Lo peor vino después, en el vestidor, donde comunicó a su mánager que le dolía la cabeza… para enseguida desmayarse. Lo llevaron al hospital. Entró en coma. Mientras agonizaba, el gobernador de California dijo que propondría la abolición total del pugilismo en ese estado; el papa Juan XXIII fue de la misma opinión, aunque no sólo en California.
Ultiminio se comportó como un caballero. Fue el hospital, a saber del estado de salud de Moore; habló con la esposa de su rival, Geraldine, quien le dijo, como perdonándolo: “Dedíquese por completo a su carrera y olvídese de esto. Ha sido un golpe del destino y nada más”.
El martes 26 de marzo, en la madrugada (2:20 hora de Los Ángeles, 4:20 hora de México), ocurrió el deceso. Según el parte médico, fue el choque contra una cuerda inferior lo que lo hirió de muerte, aunque hubo golpes al mentón que contribuyeron al desenlace.
Luego de ese combate la carrera de Ultiminio declinó… Se entretuvo unos años en la música, pues, como buen cubano, la traía por dentro. Como un consuelo, quizá.
—¿Sabes qué es lo que pasa? —preguntaba a quien se acercaba a saludarlo.
—No, Ultiminio, ¿qué es lo que pasa?
—Lo que no se atora, eso es lo que pasa.
Tercer combate
Y no este septiembre, sino varias décadas atrás, en los años cuarenta del siglo pasado, en un campo de concentración para gitanos fue asesinado el boxeador alemán Johann Trollmann (1907-1943), de quien Dario Fo escribió una novela, El campeón prohibido (Razza di zingaro, 2015), publicada este año en español por Siruela.

• Instrucción A
Indica si cada afirmación concuerda con el texto sobre el boxeo: (i) Moore falleció en la madrugada del martes 26 de marzo; (ii) Geraldine culpó a Ultiminio de lo sucedido; (iii) el papa Juan XXIII propuso abolir el pugilismo únicamente en California. Responde sí o no y cita las palabras del texto que lo deciden.
• Instrucción B
Duplica sin cambios el pasaje del texto sobre el boxeo que va de "El martes 26" a "lo que pasa.".
• Instrucción C
Prosigue el texto sobre el boxeo a partir de su última oración.
El listado no desempeña ningún papel aquí.

• Material extraído
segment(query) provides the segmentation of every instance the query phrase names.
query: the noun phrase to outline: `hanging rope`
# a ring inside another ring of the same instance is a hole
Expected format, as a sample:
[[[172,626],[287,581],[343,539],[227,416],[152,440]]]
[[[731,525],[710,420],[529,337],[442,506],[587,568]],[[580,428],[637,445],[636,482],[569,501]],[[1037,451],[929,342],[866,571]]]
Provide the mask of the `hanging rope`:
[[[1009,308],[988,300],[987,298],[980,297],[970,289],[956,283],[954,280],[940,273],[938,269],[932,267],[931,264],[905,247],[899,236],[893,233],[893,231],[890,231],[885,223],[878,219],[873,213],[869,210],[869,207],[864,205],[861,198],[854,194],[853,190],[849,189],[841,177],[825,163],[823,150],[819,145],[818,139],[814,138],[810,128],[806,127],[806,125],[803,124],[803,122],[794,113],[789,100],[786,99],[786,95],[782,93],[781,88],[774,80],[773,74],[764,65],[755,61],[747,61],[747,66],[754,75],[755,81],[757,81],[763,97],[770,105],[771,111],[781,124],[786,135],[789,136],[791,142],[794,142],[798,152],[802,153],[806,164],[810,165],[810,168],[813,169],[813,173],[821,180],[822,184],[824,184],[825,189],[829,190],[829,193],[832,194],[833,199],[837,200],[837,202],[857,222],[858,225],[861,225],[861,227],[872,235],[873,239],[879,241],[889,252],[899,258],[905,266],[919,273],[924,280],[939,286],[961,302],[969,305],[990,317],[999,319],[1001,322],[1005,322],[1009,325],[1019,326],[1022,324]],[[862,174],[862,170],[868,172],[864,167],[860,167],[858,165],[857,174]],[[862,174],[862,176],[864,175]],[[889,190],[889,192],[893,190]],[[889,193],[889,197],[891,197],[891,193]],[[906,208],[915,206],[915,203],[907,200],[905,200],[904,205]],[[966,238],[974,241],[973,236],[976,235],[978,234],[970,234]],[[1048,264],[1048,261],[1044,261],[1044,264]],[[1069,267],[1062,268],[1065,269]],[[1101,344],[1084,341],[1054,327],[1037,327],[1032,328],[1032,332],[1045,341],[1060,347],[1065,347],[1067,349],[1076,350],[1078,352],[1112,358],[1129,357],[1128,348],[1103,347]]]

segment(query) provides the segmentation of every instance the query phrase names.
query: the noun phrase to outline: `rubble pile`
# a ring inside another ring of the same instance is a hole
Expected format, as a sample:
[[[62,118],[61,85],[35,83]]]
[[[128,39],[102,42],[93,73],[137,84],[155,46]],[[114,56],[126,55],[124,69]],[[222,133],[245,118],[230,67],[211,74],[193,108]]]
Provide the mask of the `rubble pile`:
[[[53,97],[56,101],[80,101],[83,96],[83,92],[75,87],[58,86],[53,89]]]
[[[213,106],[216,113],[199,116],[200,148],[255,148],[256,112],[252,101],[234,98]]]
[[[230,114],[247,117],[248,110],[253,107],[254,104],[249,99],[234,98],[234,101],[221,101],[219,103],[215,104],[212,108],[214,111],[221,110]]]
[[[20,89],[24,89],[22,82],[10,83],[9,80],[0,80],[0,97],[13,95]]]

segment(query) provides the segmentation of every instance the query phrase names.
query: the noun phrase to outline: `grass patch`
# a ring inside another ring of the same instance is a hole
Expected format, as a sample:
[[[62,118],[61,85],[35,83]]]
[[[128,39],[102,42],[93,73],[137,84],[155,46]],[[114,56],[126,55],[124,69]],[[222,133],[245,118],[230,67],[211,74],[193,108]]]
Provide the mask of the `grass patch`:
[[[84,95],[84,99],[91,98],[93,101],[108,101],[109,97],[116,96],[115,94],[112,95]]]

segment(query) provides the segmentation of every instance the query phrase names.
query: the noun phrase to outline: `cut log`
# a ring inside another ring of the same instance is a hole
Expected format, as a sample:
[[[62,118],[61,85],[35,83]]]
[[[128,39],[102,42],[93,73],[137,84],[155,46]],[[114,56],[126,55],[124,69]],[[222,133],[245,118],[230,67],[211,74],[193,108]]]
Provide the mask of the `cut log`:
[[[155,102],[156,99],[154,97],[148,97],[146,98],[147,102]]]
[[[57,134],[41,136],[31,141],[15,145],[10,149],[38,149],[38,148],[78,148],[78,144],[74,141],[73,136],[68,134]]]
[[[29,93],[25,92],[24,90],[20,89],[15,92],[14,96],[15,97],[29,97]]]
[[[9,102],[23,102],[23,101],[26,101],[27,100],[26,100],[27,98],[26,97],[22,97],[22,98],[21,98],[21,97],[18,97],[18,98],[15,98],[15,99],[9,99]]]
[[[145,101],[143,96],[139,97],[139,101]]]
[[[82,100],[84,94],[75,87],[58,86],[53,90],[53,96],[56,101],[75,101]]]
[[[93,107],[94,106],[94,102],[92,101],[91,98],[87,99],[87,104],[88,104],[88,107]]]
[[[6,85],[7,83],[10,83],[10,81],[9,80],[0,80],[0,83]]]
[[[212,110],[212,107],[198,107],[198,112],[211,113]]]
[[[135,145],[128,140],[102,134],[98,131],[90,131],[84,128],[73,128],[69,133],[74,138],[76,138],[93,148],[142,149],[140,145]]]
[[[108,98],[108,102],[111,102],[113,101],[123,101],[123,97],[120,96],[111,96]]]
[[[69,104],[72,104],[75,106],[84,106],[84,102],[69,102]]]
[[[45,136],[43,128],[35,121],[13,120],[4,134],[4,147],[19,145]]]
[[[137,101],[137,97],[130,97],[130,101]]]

• Resultado A
(i) Sí: "El martes 26 de marzo, en la madrugada (2:20 hora de Los Ángeles, 4:20 hora de México), ocurrió el deceso."
(ii) No: "Ha sido un golpe del destino y nada más".
(iii) No: "el papa Juan XXIII fue de la misma opinión, aunque no sólo en California."

• Resultado B
El martes 26 de marzo, en la madrugada (2:20 hora de Los Ángeles, 4:20 hora de México), ocurrió el deceso. Según el parte médico, fue el choque contra una cuerda inferior lo que lo hirió de muerte, aunque hubo golpes al mentón que contribuyeron al desenlace.
Luego de ese combate la carrera de Ultiminio declinó… Se entretuvo unos años en la música, pues, como buen cubano, la traía por dentro. Como un consuelo, quizá.
—¿Sabes qué es lo que pasa? —preguntaba a quien se acercaba a saludarlo.
—No, Ultiminio, ¿qué es lo que pasa?
—Lo que no se atora, eso es lo que pasa.

• Resultado C
Trollmann era sinta, una tribu gitana europea. Ello lo marca como boxeador, pues le da primero un curioso movimiento de piernas que venía de los bailes gitanos, desplantes naturales en él; y por otro lado sus orígenes serán definitivos en una época en que dominaron los prejuicios raciales a la hora de avanzar, o no, en su carrera.
Fo lo sigue desde los ocho años, en 1914, cuando descubre el boxeo, en una trayectoria que va a la par de la historia: el fin de la Primera Guerra, el surgimiento de Hitler y su ascenso, el comienzo de la Segunda Guerra… Pudo haber sido Trollmann una suerte de hermano menor de Max Schmeling, pero era gitano. A la hora de definir un representante para los Juegos Olímpicos de Amsterdam en 1928, Trollmann estuvo en la terna de los pesos medios… Fue rechazado por pertenecer a un grupo étnico.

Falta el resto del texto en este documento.